== Input material ==

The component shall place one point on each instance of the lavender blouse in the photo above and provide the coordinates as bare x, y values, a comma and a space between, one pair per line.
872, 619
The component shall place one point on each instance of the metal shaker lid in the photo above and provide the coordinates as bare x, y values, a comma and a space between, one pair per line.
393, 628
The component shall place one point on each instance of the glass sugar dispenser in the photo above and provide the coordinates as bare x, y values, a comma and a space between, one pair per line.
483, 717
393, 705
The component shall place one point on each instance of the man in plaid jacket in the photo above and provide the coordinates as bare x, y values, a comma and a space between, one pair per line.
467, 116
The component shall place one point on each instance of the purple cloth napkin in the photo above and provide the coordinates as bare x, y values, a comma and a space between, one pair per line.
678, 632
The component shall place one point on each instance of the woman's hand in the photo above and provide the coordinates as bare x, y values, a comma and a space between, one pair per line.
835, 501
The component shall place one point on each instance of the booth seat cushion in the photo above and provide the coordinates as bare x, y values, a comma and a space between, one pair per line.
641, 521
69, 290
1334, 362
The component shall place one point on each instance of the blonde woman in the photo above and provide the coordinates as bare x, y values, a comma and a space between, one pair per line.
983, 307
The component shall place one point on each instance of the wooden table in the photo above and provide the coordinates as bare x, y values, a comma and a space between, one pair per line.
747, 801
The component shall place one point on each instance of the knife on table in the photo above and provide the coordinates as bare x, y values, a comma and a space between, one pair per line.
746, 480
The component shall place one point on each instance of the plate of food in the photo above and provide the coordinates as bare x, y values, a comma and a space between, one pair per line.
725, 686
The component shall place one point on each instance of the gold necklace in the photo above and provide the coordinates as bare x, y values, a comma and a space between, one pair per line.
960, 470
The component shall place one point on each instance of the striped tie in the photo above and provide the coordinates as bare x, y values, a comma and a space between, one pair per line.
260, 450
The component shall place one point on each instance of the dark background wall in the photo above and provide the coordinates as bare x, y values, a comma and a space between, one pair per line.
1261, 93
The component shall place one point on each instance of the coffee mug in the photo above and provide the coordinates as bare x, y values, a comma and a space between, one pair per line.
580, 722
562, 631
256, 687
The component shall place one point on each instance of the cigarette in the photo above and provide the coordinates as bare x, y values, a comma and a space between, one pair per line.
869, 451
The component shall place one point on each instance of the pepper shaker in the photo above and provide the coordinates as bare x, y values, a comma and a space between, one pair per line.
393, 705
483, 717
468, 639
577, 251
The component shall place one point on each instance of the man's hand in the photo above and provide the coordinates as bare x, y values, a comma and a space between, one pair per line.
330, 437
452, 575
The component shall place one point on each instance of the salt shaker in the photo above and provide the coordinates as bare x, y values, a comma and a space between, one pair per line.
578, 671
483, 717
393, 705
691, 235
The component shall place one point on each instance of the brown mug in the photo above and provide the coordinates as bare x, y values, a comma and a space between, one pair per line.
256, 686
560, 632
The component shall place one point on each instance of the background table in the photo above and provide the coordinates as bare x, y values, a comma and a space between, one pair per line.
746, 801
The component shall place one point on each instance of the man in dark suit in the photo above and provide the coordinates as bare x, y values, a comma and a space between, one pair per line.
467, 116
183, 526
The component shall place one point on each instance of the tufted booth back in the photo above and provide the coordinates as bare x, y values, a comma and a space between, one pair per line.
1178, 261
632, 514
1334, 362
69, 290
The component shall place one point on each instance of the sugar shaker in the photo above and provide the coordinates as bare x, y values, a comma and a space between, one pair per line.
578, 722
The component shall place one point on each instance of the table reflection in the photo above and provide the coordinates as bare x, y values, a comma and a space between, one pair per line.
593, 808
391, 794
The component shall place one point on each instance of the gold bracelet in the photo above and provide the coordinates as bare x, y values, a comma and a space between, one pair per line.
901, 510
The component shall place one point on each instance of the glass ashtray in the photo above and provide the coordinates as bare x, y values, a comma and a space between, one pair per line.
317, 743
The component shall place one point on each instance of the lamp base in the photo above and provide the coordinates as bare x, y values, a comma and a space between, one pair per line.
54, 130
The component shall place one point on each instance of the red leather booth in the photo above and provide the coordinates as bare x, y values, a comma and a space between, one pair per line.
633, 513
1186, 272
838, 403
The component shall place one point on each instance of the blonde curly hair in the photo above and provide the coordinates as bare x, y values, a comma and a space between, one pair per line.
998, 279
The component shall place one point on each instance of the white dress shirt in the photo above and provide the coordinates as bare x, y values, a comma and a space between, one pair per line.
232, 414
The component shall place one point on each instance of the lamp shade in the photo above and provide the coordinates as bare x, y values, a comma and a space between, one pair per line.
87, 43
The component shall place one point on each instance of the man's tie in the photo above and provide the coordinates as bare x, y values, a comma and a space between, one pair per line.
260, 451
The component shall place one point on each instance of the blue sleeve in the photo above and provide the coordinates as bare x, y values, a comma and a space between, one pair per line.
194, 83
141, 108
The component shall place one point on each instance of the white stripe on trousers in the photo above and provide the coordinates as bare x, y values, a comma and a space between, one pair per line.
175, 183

===

• Stated goal: Set down only these lines, exactly: the line containing "the glass ashtray" and each line after it, through the end of the listing.

• Output for this exercise:
The component shall place one point on each instance of the glass ashtray in the photo above and provide the coordinates as bare x, y values, a comma and a space between, one pair per line.
317, 743
The component shall place one point on each instance of the lamp base in the photo above and provide the coordinates as bare x, y values, a comma and a space between, one pair per line.
54, 130
The component shall place one point on each instance of the red leather booth in the photo above and provide the coordinates as bare x, y values, a comma and a space between, one pair per line.
633, 513
1186, 272
838, 403
The component shall place one point on each instance of the blonde curly hair in the photo above and provide the coordinates as bare x, y values, a comma and a space between, one pair per line.
998, 279
The component shall place one point on each instance of the white dress shirt in the photo above and provide the coordinates as bare x, y values, a comma and a space between, one pair per line.
232, 414
The component shall place one point on each instance of the lamp shade in the photo above and provide the coordinates as bare x, y values, a comma and a space between, one pair per line.
87, 43
The component shall place one point on each instance of the man's tie in the photo above and provide the coordinates as bare x, y values, a comma and a space between, one pair per line.
260, 451
The component shall place one point on each instance of the blue sleeve in the photo above and provide the coordinates as bare x, y values, a comma and a space between, one pair per line.
194, 83
141, 108
The component shall place one point on each instance of the white stripe on trousers in the photo above and provide the coordinates as bare x, y values, a comma and a space between, one pair per line.
175, 183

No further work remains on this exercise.